Display each line of the records below that contains the string "stake", and treat the match as case-sensitive.

▸ Material provided
"""

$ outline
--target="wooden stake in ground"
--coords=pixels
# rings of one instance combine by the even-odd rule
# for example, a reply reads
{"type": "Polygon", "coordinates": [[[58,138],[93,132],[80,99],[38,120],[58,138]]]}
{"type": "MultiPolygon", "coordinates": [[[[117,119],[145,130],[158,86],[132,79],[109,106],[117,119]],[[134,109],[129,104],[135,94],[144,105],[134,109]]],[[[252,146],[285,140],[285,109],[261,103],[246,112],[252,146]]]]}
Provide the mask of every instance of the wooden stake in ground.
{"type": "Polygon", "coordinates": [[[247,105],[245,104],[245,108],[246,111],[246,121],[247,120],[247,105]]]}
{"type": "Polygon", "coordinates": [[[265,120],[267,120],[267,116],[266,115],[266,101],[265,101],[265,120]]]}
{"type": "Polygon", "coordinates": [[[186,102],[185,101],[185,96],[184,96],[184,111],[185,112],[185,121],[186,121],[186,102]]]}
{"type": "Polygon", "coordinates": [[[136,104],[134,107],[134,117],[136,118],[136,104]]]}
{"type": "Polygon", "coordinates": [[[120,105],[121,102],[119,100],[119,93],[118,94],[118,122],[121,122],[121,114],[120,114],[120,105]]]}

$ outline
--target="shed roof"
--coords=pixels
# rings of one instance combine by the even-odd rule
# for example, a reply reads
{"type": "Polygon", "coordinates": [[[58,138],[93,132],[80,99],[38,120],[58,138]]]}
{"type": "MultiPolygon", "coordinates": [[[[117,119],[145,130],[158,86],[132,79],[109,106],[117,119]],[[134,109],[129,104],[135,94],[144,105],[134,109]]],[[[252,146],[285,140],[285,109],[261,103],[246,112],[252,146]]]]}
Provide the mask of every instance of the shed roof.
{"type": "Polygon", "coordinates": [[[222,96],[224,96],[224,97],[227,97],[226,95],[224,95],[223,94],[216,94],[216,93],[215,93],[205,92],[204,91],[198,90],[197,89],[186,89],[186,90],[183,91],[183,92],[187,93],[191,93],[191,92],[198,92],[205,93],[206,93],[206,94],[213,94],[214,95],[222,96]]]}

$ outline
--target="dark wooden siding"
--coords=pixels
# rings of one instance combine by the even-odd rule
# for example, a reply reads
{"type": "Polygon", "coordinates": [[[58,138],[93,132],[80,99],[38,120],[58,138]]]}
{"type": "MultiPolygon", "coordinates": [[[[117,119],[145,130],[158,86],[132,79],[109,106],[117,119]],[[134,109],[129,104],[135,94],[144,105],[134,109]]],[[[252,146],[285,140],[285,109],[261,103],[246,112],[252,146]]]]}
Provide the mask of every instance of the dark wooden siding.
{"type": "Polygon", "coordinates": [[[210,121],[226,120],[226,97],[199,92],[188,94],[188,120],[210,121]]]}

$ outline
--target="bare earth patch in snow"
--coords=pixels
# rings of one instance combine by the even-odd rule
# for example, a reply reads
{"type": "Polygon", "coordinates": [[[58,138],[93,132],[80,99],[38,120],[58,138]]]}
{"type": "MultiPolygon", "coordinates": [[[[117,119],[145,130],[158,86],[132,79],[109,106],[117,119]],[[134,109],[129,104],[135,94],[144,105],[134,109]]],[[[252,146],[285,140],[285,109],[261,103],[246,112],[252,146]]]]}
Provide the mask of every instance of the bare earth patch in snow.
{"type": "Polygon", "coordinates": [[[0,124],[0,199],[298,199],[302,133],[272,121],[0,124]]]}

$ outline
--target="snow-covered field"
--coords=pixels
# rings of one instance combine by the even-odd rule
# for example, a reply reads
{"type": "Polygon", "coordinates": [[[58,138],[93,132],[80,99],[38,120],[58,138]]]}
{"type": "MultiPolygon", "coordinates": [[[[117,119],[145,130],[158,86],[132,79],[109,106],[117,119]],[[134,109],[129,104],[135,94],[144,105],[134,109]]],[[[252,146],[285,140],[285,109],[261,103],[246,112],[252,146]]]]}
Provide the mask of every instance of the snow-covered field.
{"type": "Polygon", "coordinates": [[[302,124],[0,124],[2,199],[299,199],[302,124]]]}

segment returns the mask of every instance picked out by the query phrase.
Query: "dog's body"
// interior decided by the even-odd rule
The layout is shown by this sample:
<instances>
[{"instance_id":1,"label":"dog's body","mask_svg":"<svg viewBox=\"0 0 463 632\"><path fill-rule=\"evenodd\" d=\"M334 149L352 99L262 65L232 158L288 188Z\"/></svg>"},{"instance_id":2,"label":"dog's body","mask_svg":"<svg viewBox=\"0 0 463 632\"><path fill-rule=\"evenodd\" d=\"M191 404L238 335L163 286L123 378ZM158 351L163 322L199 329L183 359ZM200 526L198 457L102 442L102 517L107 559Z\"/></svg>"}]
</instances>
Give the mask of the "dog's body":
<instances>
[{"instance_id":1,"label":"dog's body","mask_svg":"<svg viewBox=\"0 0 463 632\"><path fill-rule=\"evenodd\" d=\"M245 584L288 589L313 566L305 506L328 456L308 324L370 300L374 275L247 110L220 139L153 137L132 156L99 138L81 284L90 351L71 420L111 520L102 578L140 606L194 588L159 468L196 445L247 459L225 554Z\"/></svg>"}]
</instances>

"""
"""

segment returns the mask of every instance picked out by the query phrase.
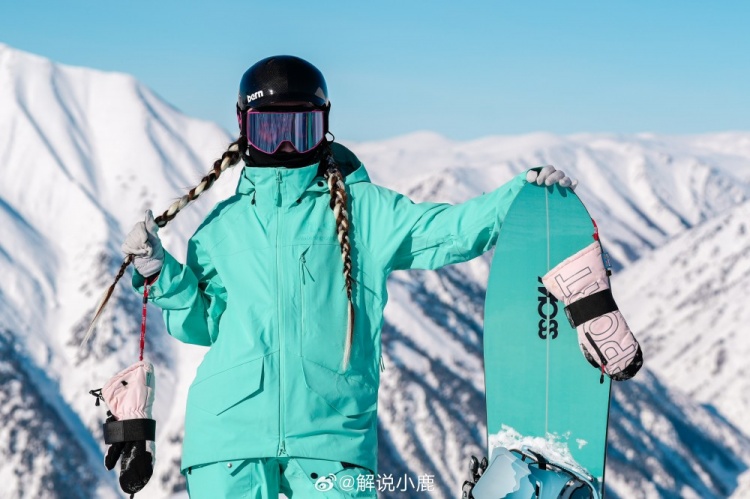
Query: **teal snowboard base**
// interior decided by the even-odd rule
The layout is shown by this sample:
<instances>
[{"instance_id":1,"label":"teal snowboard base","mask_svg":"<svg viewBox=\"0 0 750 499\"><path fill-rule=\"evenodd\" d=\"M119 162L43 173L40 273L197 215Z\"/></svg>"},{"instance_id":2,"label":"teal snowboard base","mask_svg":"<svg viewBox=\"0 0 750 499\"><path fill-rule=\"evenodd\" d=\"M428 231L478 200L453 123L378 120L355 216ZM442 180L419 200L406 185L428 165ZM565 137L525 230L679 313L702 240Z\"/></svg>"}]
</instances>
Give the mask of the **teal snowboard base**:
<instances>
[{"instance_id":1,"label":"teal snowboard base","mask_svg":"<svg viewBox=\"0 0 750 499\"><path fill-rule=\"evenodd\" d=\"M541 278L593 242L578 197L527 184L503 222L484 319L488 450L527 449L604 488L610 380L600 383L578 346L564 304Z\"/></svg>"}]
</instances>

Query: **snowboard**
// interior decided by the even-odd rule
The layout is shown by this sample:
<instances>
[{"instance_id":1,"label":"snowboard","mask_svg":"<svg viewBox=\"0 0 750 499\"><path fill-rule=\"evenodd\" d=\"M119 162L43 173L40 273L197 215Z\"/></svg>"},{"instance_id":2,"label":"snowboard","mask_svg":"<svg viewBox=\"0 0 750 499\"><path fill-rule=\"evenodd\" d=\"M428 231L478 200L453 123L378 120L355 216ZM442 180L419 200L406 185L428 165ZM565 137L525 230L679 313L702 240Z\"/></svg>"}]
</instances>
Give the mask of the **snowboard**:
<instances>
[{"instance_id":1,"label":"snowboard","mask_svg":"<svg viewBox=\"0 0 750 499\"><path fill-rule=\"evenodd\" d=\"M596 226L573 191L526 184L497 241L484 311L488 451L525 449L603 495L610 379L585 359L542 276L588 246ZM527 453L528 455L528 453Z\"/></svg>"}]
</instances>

"""

▸ Task answer
--target="wooden stake in ground"
Provide the mask of every instance of the wooden stake in ground.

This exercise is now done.